■ Problem requirements ■
Give everything from the line containing "Where can you see the bee in" down to the line containing "column 381, row 549" as a Markdown table with the columns Row and Line, one row per line, numbered, and with blank lines skipped.

(Point label lines)
== == ==
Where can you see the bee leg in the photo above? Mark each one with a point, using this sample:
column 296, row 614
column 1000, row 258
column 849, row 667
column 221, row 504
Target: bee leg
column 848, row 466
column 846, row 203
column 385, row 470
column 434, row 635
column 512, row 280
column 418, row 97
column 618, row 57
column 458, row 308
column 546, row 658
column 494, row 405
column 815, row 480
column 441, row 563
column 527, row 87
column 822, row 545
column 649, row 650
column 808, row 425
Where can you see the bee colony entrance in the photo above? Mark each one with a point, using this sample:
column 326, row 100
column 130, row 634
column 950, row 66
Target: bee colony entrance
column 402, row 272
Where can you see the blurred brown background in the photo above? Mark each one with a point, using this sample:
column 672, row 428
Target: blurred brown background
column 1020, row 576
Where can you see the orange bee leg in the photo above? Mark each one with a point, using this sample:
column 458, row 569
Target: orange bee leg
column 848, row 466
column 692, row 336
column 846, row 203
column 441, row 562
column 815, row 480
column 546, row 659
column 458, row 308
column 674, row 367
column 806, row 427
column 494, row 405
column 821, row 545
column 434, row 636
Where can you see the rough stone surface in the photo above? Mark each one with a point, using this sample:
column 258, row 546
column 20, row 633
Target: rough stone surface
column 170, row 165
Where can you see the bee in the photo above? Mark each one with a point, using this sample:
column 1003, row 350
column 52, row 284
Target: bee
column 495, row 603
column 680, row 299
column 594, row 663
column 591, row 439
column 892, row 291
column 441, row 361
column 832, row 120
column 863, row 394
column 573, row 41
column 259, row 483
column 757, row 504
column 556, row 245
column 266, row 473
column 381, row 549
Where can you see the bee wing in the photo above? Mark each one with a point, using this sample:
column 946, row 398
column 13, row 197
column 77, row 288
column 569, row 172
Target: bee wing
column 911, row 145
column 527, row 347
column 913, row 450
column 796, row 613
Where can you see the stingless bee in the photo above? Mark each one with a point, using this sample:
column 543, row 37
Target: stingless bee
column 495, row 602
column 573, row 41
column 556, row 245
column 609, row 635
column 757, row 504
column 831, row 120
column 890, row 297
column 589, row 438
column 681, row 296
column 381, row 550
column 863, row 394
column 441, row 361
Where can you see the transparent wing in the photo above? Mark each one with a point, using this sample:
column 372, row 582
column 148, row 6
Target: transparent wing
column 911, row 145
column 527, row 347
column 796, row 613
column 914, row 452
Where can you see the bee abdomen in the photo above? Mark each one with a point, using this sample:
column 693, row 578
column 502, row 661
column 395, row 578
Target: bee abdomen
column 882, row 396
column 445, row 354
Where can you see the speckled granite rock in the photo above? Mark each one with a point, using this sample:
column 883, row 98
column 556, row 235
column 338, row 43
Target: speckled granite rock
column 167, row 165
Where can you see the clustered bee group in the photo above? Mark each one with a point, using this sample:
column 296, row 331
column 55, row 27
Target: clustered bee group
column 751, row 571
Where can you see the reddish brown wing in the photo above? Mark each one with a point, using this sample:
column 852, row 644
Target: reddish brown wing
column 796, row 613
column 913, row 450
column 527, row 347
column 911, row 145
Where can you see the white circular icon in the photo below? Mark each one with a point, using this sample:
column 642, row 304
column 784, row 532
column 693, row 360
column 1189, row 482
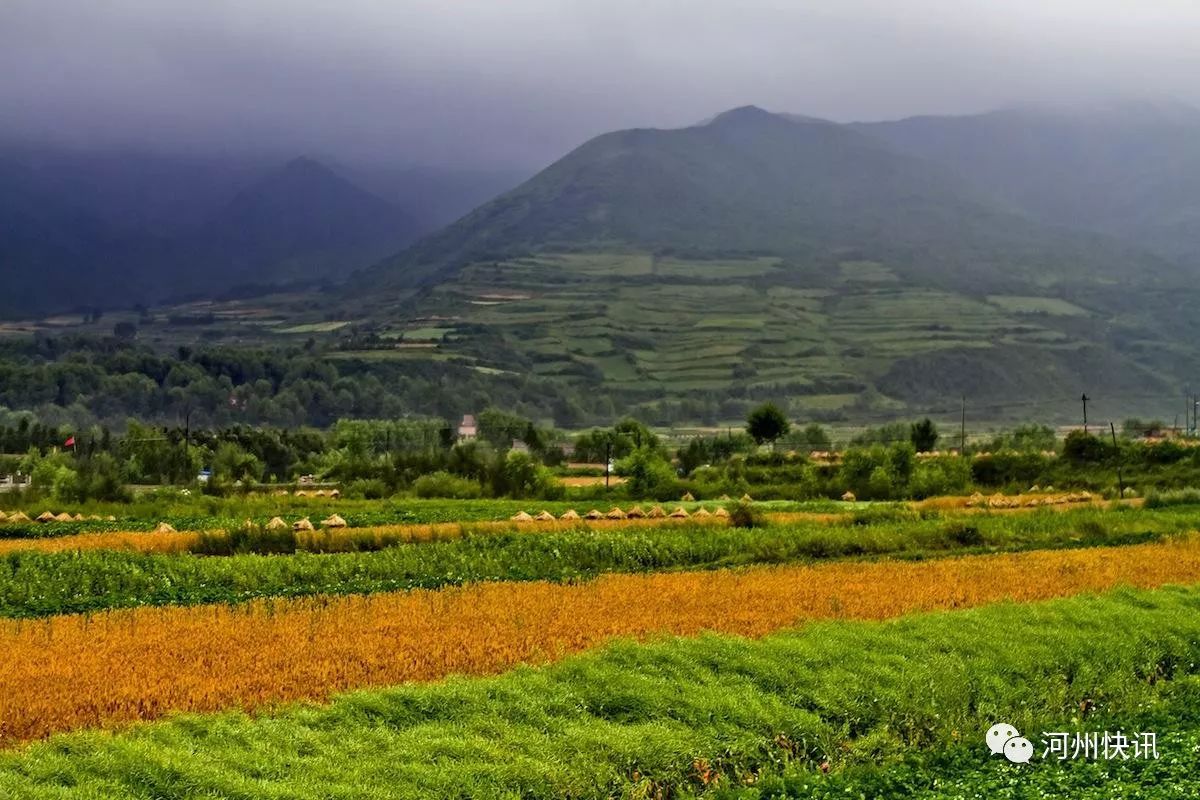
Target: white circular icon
column 997, row 735
column 1019, row 750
== == ==
■ Response for this exercise ■
| Row | Line |
|---|---|
| 1 | Where can you see the bee in the photo above? Mark each one with a point, using this sample: |
| 2 | column 1003, row 350 |
| 3 | column 52, row 284 |
| 4 | Target: bee |
| 5 | column 495, row 603 |
| 6 | column 680, row 299 |
| 7 | column 594, row 663 |
| 8 | column 591, row 439 |
| 9 | column 892, row 291 |
| 10 | column 441, row 361 |
| 11 | column 832, row 120 |
| 12 | column 863, row 394 |
| 13 | column 573, row 41 |
| 14 | column 259, row 483 |
| 15 | column 757, row 504 |
| 16 | column 556, row 245 |
| 17 | column 266, row 473 |
| 18 | column 381, row 549 |